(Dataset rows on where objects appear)

++++

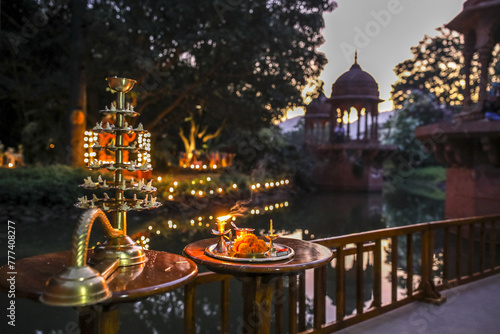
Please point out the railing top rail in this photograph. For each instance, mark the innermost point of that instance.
(400, 230)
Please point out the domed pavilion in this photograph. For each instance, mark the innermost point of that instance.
(348, 157)
(356, 89)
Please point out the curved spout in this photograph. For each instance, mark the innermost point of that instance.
(81, 235)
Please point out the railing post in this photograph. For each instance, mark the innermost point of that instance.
(319, 296)
(302, 301)
(189, 307)
(359, 279)
(446, 256)
(458, 257)
(340, 288)
(225, 306)
(482, 247)
(492, 245)
(470, 256)
(394, 269)
(377, 274)
(292, 304)
(409, 265)
(427, 287)
(278, 306)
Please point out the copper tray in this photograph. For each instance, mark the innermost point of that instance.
(250, 257)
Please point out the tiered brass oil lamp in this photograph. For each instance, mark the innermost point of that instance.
(79, 284)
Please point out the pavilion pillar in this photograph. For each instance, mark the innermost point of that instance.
(357, 123)
(468, 54)
(485, 59)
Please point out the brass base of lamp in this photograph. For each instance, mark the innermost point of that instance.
(76, 286)
(123, 248)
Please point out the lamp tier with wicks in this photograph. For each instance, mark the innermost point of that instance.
(126, 194)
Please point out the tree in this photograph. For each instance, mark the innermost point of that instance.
(418, 108)
(196, 133)
(244, 62)
(436, 67)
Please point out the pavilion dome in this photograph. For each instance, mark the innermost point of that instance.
(355, 84)
(319, 107)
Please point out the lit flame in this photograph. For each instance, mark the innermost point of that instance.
(221, 222)
(224, 218)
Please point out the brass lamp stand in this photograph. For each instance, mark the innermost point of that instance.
(79, 284)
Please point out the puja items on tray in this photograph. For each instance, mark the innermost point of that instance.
(249, 244)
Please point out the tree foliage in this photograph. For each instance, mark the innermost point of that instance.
(243, 62)
(418, 108)
(437, 67)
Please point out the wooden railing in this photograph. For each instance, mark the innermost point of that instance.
(440, 263)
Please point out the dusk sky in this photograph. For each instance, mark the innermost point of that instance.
(383, 31)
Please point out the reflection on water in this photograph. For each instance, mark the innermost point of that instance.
(311, 216)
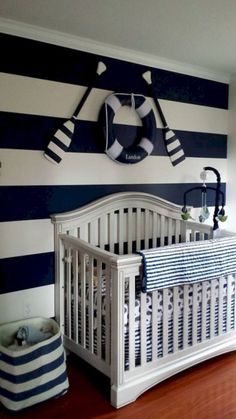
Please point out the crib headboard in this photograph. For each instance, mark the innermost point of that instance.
(129, 221)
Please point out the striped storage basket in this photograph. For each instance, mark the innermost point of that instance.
(33, 374)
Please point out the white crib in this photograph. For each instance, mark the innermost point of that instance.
(134, 338)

++++

EXERCISE TASK: Reproduce precisely the lines of the listing above, from the line containing "Please point out the pavilion pillar" to the last line, both ends included. Pictures are to be omitted.

COMPLETE RESPONSE:
Please point out the pavilion pillar in this photograph. For each instance, mark the innermost point of that instance.
(357, 123)
(468, 54)
(485, 59)
Please point out the brass base of lamp in this photograph. For each instance, mark the innermost point of that instance.
(76, 286)
(123, 248)
Please point out the lamp tier with wicks in this photograph. For each instance, mark the innermost point of that instance.
(126, 194)
Please point out the tree in this photograph. For each instance, mark the innermost point of that instance.
(418, 108)
(196, 133)
(244, 62)
(436, 67)
Please point out the pavilion dome in this photograph. For each instance, mark the innermost point of that instance.
(355, 84)
(319, 107)
Please point out the lit flame in this photograph. For each instance, mark the innermost point of that instance.
(221, 222)
(224, 218)
Please point out the brass lamp stand in this photograph. For each instance, mark the innermost point of that instance.
(79, 284)
Please point out the puja items on tray in this photograph. For each instance, mark the innermost point of that instance.
(249, 244)
Please point out the tree foliage in this photograph. For each instance, mark the innermost point of that instance.
(243, 62)
(418, 108)
(437, 67)
Please point out the wooden railing in this photograph. For each instance, mark the innermost point of that instance.
(440, 263)
Please point out the dusk sky in this photograph. For each instance, mark the innermost point of that instance.
(383, 31)
Please point out the reflection on water in this photograph. For each instance, mark the innermost point of that instance.
(311, 216)
Please point out the crib headboard in this photograph. For each instance, mark the innermost point of that instance.
(129, 221)
Please point out the striped storage basket in this photograph. For each instance, mark the innermost point of that instance.
(33, 374)
Please point out the white crib in this photograph. For each instance, mark the innermost point of that instance.
(134, 338)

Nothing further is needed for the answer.